**DOCUMENT**.
= = = =
In March 2021, the sale of an NFT art marked a turning point in the NFT world. This was no ordinary digital art. It was a piece by the popular artist Beeple that was auctioned by Christie’s at a whopping $69 million. Besides making global headlines, the event led to an influx of investors, both experienced and amateur, to this rapidly growing non-fungible space.
According to Chainalysis, the NFT market is today worth $41 billion. And it’s fast catching up with the fine arts industry.
And traditional auction houses like Christie’s and Sotheby’s are taking note of this. They’ve already opened their doors to NFT artists in the hope of banking on the lucrative opportunities the space holds.
For centuries, fine art was often confined to the upper echelons of society. But NFTs have made buying art much more accessible and not to mention uber trendy. And looking at some of the record sales they’ve brought in, they could be sound investments, too.
But purchasing an NFT art demands expertise and foresight for it to be a prudent investment. Here are 5 essential tips that every savvy NFT investor knows.
5 Essential Tips to Select a Winning NFT Art
1. Research the artist.
How an NFT art fares as an investment could depend significantly on its creator’s popularity. It could influence factors like secondary market demand and price appreciations.
The elite A-league artists like Beeple, XCOPY, and Mad Dog Jones, for instance, command a massive following. So, many of their work sell pretty fast. And there’s also a higher chance of value appreciation over time. This makes them a relatively safe investment. But remember, higher demand usually means higher price tags.
Then there are up-and-coming artists like Compusophy and Klara Vollstaedt, who’ve earned a reasonable following and some media recognition. Their work would be more affordable, with the potential to grow in value over time. So, if you’re on a limited budget, investing in one of their pieces could be a sensible option.
Of course, that’s not to say that you shouldn’t invest in a new artist. Remember, every elite artist started out in virtual oblivion. But identifying someone who could one day rise to stardom is no easy task. So, you need to do your homework, identify demand trends, and select work from an artist or project that aligns with your findings.
2. Select an NFT art that you connect with.
= = = =
**DATA BLOCK**.
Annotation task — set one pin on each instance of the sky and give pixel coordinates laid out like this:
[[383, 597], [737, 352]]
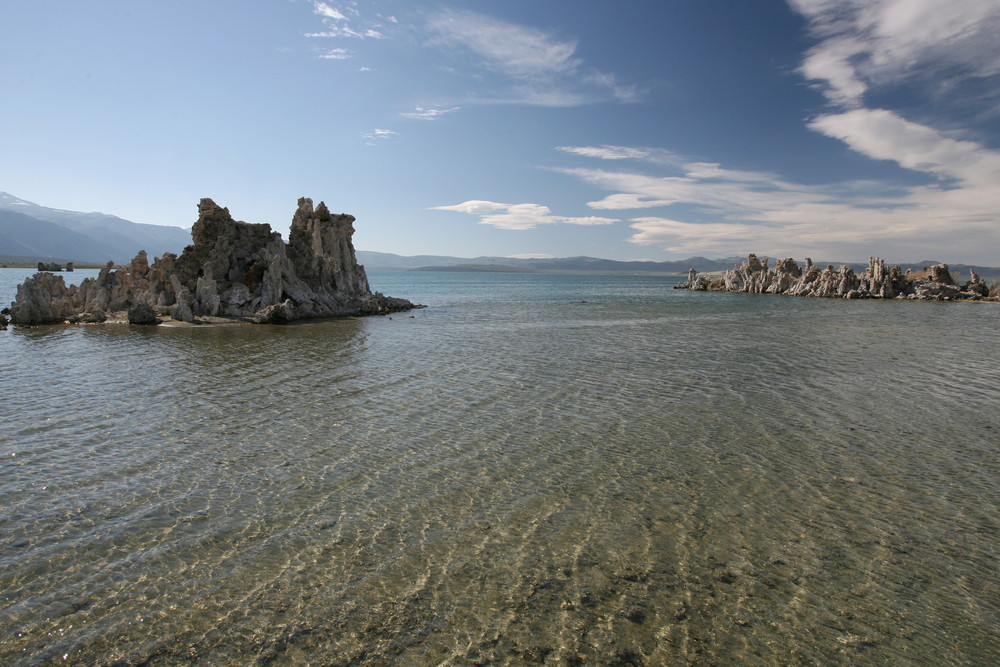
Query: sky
[[645, 129]]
= = = =
**GIVEN PROBLEM**. Reproduce the NFT art investing article word for word, in full. The data can be set aside here.

**WORKED SOLUTION**.
In March 2021, the sale of an NFT art marked a turning point in the NFT world. This was no ordinary digital art. It was a piece by the popular artist Beeple that was auctioned by Christie’s at a whopping $69 million. Besides making global headlines, the event led to an influx of investors, both experienced and amateur, to this rapidly growing non-fungible space.
According to Chainalysis, the NFT market is today worth $41 billion. And it’s fast catching up with the fine arts industry.
And traditional auction houses like Christie’s and Sotheby’s are taking note of this. They’ve already opened their doors to NFT artists in the hope of banking on the lucrative opportunities the space holds.
For centuries, fine art was often confined to the upper echelons of society. But NFTs have made buying art much more accessible and not to mention uber trendy. And looking at some of the record sales they’ve brought in, they could be sound investments, too.
But purchasing an NFT art demands expertise and foresight for it to be a prudent investment. Here are 5 essential tips that every savvy NFT investor knows.
5 Essential Tips to Select a Winning NFT Art
1. Research the artist.
How an NFT art fares as an investment could depend significantly on its creator’s popularity. It could influence factors like secondary market demand and price appreciations.
The elite A-league artists like Beeple, XCOPY, and Mad Dog Jones, for instance, command a massive following. So, many of their work sell pretty fast. And there’s also a higher chance of value appreciation over time. This makes them a relatively safe investment. But remember, higher demand usually means higher price tags.
Then there are up-and-coming artists like Compusophy and Klara Vollstaedt, who’ve earned a reasonable following and some media recognition. Their work would be more affordable, with the potential to grow in value over time. So, if you’re on a limited budget, investing in one of their pieces could be a sensible option.
Of course, that’s not to say that you shouldn’t invest in a new artist. Remember, every elite artist started out in virtual oblivion. But identifying someone who could one day rise to stardom is no easy task. So, you need to do your homework, identify demand trends, and select work from an artist or project that aligns with your findings.
2. Select an NFT art that you connect with.